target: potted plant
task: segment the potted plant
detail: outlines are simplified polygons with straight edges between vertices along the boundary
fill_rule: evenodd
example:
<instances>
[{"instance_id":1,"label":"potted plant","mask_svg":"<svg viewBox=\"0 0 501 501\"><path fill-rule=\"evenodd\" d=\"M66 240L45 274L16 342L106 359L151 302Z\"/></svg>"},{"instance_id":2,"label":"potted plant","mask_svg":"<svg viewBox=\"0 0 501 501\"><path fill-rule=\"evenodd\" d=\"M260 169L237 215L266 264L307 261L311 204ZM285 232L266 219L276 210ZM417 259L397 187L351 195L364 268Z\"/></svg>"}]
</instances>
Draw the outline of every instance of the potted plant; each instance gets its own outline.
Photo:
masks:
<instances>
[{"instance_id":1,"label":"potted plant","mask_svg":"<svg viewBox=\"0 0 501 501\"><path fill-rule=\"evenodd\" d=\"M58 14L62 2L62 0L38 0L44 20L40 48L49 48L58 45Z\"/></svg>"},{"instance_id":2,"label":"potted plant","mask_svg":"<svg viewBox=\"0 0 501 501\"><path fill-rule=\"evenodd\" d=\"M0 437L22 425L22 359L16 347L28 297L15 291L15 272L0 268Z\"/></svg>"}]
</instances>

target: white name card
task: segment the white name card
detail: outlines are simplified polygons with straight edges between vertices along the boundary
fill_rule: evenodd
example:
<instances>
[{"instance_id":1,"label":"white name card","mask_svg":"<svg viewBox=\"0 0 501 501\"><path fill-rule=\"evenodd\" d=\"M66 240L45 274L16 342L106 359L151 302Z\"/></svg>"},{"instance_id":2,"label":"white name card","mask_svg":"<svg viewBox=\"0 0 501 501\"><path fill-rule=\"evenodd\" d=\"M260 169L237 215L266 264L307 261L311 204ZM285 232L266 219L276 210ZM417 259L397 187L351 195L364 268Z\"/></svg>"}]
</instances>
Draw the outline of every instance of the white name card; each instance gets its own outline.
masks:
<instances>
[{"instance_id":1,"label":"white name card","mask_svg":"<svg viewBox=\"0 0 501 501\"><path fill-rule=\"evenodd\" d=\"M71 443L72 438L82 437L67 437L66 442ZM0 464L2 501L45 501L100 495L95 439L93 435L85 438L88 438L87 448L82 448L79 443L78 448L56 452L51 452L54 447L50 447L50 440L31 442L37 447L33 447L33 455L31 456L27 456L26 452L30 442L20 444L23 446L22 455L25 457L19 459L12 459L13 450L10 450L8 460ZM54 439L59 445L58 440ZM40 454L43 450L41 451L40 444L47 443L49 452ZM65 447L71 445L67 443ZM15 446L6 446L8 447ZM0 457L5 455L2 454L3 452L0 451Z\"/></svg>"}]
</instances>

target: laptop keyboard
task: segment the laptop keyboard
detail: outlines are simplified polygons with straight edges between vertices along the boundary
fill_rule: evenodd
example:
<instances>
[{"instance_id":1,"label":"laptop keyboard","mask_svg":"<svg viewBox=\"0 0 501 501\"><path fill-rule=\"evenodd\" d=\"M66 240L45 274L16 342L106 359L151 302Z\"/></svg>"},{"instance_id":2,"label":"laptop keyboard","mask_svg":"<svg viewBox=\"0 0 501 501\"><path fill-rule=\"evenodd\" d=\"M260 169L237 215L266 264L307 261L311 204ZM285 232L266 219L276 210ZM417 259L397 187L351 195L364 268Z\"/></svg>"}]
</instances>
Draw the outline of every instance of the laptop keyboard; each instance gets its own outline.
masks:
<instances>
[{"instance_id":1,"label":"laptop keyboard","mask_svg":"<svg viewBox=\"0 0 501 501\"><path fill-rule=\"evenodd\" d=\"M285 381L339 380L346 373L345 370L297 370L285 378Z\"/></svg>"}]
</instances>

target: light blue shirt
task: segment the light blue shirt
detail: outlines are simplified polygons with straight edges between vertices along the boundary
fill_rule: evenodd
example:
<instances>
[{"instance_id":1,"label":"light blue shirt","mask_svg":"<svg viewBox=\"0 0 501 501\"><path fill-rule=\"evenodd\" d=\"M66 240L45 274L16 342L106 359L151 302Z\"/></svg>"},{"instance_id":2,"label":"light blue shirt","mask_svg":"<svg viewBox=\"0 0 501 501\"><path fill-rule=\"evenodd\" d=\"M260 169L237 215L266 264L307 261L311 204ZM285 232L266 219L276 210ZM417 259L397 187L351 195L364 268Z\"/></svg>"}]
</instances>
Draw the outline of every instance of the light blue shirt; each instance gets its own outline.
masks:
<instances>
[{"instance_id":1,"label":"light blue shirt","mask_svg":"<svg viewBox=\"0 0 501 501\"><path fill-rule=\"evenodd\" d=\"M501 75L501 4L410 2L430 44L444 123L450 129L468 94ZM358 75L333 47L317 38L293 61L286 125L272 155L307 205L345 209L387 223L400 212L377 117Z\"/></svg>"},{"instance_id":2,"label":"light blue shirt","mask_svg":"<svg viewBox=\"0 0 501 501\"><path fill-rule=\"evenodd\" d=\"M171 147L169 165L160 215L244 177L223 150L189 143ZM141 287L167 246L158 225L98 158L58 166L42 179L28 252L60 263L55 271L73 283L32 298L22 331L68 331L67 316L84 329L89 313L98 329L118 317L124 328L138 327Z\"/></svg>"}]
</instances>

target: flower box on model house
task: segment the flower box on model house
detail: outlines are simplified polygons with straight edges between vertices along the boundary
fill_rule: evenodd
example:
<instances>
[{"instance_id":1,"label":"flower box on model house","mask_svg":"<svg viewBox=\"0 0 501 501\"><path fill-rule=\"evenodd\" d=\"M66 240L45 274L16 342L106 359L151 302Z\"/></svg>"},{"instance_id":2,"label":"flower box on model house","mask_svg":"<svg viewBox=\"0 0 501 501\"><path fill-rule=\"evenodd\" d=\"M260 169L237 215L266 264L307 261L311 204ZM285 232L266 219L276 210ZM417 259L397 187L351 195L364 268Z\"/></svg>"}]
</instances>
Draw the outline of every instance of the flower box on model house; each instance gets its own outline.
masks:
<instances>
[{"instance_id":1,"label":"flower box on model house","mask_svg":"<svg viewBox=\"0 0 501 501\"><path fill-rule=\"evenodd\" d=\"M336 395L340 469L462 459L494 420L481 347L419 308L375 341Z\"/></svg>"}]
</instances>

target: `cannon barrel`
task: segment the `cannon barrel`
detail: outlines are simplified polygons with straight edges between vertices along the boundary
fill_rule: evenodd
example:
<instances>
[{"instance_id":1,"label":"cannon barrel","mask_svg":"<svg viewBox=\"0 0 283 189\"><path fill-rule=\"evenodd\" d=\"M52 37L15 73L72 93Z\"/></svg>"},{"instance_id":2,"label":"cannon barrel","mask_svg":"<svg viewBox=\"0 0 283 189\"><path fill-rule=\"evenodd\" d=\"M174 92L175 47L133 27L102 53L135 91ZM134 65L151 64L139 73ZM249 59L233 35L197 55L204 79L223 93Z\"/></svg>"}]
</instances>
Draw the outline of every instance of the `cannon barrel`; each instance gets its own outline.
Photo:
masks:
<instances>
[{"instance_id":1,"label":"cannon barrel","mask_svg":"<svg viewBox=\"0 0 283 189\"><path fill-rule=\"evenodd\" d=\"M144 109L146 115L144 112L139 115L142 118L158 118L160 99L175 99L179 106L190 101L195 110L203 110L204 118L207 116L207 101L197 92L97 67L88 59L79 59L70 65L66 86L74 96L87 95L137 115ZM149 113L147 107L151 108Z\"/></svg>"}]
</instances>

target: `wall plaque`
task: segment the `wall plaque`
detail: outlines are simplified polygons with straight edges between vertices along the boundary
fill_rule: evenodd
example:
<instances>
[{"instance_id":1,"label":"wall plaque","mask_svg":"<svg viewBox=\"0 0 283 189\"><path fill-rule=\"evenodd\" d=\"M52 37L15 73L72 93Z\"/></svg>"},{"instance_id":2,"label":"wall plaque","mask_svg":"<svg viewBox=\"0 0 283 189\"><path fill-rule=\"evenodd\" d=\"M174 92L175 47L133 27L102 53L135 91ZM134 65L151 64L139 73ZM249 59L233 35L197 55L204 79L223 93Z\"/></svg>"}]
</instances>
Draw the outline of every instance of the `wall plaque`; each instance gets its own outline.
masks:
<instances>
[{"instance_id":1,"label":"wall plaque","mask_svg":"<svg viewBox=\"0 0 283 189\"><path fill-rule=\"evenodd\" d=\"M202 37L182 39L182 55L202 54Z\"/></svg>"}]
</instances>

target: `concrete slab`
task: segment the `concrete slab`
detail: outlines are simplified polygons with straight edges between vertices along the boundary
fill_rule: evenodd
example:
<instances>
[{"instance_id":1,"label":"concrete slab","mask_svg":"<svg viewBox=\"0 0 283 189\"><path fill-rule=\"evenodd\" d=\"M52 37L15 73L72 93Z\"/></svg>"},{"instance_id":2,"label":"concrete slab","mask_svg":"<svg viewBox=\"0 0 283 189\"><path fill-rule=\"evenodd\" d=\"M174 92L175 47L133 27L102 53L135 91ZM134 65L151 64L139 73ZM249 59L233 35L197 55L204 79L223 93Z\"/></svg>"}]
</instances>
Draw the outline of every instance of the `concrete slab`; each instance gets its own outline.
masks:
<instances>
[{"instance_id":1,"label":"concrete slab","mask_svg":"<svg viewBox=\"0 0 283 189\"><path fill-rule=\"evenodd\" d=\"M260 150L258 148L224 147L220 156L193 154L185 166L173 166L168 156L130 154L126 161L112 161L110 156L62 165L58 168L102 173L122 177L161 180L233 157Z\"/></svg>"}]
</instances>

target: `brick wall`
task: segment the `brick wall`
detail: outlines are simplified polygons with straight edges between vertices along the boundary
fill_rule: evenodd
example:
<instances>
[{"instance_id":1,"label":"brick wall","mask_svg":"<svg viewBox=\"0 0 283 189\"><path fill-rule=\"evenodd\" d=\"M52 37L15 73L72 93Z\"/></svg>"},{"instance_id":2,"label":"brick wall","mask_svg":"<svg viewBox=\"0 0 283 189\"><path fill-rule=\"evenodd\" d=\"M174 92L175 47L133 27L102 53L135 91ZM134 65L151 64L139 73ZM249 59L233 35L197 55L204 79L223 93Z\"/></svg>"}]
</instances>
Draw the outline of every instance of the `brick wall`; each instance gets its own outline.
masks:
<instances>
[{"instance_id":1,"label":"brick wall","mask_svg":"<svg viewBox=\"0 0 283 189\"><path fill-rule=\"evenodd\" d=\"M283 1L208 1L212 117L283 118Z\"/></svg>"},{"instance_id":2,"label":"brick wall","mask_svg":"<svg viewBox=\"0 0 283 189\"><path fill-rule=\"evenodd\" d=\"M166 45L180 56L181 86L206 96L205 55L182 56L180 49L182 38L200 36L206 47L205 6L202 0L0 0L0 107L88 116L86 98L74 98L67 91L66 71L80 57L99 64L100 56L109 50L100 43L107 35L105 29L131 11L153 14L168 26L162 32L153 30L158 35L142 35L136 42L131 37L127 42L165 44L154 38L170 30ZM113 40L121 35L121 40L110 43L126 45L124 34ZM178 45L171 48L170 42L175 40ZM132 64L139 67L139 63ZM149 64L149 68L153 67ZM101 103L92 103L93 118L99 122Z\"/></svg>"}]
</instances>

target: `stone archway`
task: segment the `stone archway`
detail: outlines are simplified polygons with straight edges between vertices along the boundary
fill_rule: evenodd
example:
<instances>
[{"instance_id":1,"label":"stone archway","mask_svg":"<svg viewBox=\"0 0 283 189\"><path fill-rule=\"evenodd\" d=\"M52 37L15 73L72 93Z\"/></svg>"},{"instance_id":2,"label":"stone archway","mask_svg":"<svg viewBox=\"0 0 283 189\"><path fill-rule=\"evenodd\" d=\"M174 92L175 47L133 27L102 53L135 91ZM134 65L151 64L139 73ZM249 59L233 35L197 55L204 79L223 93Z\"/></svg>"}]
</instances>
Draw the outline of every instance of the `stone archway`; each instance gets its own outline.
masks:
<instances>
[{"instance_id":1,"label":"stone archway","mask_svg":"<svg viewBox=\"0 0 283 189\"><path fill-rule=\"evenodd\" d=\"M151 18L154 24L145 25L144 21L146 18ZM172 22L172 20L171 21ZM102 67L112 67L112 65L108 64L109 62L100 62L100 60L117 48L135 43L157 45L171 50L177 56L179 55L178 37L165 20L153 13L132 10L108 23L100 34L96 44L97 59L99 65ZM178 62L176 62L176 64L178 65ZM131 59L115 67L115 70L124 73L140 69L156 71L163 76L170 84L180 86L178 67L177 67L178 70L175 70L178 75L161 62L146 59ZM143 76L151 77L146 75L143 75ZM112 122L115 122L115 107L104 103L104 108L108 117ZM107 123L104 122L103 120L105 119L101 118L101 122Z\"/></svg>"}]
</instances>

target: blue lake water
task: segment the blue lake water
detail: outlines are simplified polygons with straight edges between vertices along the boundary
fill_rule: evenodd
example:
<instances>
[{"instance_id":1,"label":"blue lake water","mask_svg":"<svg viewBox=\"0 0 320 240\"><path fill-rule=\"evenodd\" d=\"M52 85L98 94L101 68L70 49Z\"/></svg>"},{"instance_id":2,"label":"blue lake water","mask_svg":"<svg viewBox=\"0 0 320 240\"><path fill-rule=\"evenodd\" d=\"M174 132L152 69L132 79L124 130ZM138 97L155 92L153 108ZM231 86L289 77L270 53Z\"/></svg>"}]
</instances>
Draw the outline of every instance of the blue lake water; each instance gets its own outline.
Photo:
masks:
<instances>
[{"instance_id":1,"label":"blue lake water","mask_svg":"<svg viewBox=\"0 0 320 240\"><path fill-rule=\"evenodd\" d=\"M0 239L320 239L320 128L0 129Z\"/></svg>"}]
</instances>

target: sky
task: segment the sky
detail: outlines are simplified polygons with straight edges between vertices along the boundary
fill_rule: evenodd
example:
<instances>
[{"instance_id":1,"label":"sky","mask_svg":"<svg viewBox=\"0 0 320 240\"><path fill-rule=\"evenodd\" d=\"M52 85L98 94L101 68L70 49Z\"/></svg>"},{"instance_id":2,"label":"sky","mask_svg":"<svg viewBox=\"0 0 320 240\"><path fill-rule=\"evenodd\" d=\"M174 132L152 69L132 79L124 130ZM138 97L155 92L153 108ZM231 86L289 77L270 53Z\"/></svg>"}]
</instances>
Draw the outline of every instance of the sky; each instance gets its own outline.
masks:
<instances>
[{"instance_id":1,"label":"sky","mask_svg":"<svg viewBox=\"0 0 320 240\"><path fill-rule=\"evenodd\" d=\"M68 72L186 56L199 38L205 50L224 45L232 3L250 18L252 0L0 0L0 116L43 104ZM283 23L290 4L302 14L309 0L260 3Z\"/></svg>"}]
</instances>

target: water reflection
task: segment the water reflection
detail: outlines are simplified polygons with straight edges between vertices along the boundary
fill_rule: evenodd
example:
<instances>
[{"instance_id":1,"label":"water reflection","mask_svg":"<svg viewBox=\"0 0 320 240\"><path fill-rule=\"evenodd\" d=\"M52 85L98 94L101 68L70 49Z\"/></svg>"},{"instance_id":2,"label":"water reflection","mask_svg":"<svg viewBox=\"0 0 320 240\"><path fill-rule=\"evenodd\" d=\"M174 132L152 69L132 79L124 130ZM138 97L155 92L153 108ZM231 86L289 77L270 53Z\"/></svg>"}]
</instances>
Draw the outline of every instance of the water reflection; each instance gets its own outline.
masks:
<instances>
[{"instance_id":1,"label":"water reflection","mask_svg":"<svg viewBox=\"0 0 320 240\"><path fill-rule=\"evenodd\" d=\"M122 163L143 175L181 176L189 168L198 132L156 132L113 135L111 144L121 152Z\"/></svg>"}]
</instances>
■ ■ ■
#### [Your task]
Extract every line of the listing above that contains the string "flower", matching case exactly.

#### [Written response]
target: flower box on model house
task: segment the flower box on model house
[{"instance_id":1,"label":"flower box on model house","mask_svg":"<svg viewBox=\"0 0 501 501\"><path fill-rule=\"evenodd\" d=\"M66 240L45 274L16 342L106 359L151 302Z\"/></svg>"},{"instance_id":2,"label":"flower box on model house","mask_svg":"<svg viewBox=\"0 0 501 501\"><path fill-rule=\"evenodd\" d=\"M260 169L237 215L266 264L307 261L311 204ZM285 232L266 219L276 210ZM417 259L397 187L351 195L364 268Z\"/></svg>"}]
Draw the outline of every instance of the flower box on model house; each instance gets its own outline.
[{"instance_id":1,"label":"flower box on model house","mask_svg":"<svg viewBox=\"0 0 501 501\"><path fill-rule=\"evenodd\" d=\"M336 395L340 469L462 459L494 420L481 347L419 308L375 341Z\"/></svg>"}]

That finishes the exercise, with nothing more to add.